» What to work on
Reproduce verbatim the lines of the material below, starting at the line with "Objective — one point per instance of the terracotta" and ending at the line with "Objective — one point per instance of the distant house", both inclusive; skip the rest.

» Material shown
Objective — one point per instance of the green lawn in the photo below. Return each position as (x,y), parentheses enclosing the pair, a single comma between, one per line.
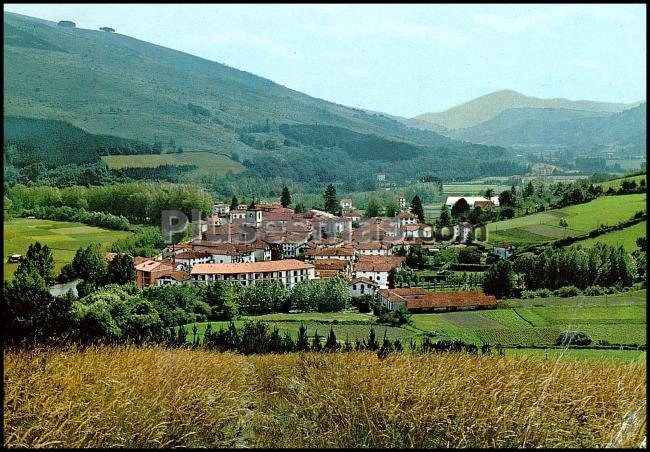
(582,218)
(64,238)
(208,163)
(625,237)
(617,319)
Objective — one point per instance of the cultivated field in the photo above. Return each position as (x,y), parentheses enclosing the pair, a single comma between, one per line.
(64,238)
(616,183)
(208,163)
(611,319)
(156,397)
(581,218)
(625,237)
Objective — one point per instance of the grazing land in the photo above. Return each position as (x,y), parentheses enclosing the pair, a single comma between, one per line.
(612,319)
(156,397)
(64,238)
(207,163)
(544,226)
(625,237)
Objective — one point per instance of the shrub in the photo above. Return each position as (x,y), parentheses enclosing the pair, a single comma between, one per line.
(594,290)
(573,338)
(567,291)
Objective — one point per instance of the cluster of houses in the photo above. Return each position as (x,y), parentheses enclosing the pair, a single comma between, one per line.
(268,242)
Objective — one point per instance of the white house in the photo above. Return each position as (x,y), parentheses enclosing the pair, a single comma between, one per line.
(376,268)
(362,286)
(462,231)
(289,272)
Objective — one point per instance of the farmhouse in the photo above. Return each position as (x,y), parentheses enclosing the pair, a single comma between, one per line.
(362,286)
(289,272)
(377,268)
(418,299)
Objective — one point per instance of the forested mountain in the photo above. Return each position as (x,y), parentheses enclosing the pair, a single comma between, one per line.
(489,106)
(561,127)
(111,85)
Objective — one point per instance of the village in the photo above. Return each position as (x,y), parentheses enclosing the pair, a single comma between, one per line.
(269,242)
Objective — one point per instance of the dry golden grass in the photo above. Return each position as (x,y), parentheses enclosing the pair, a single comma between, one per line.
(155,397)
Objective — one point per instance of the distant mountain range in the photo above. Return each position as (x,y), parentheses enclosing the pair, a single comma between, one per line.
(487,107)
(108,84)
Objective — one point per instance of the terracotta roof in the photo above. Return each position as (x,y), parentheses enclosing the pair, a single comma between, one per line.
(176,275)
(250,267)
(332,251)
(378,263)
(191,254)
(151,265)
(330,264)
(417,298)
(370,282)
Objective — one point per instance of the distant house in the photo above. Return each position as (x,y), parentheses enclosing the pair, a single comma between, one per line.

* * *

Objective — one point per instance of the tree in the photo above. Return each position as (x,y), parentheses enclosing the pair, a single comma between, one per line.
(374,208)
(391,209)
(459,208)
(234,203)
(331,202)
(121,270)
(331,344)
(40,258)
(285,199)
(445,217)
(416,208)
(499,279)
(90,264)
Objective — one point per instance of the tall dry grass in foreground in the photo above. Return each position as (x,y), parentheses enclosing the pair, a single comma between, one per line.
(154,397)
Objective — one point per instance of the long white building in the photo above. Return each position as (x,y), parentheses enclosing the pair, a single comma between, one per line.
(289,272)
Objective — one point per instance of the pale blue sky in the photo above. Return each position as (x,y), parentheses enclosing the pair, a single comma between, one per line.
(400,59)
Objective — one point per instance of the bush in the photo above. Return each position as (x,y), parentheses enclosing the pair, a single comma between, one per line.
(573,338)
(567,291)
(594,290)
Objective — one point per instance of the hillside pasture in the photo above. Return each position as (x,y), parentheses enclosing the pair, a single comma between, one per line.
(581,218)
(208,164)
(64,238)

» Response
Objective — one point per instance of the terracotta roof in the photo above. Return each position as (x,y), parentheses enclosing the pair, a single comma between, one per line.
(176,275)
(250,267)
(332,251)
(378,263)
(191,254)
(151,265)
(330,264)
(417,298)
(370,282)
Objective — one point per instance of the distant house in the photo above. Return each position as (x,y), parentheses enclosing the pair, a single comma between, one per line.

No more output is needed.